Traduisez en anglais cette phrase du passage donné : « La saison de Noël est une belle saison pour quitter un lieu connu comme New York et commencer le voyage vers le lieu où Dieu et l’Eglise m’appellent à servir. »

- [Passage donné]
──────
Voilà ! l’heure du départ est arrivée, ou plutôt le temps de l’envoi. Vous trouverez ci-dessous le service à l’Eglise française du St. Esprit à New York au cours duquel j’ai été envoyé en mission. St. Esprit est ma paroisse d’origine, celle qui me sponsorise dans mon processus de discernement et me soutient toujours par ses prières et ses contributions. La saison de Noël est une belle saison pour quitter un lieu connu comme New York et commencer le voyage vers le lieu où Dieu et l’Eglise m’appellent à servir. C’est un peu le voyage du Christ qui a quitté les cieux pour visiter la terre, le voyage de celui qui est le véritable pont, l’humble réconciliation.
──────
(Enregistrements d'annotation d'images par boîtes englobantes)
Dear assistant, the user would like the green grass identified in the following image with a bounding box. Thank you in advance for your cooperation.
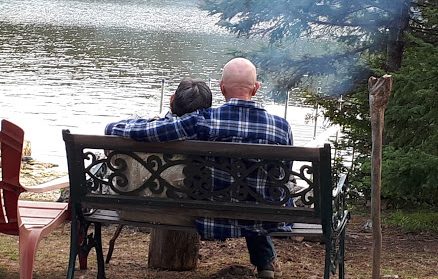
[384,210,438,233]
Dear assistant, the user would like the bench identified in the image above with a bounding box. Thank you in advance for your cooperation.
[63,130,349,278]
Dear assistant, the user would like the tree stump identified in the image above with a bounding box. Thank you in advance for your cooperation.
[148,229,199,271]
[116,154,200,271]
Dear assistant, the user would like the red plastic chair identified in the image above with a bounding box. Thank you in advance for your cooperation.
[0,120,69,279]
──────
- [Réponse complète] The Christmas season is a beautiful season to leave a familiar place like New York and begin the journey toward the place where God and the Church are calling me to serve.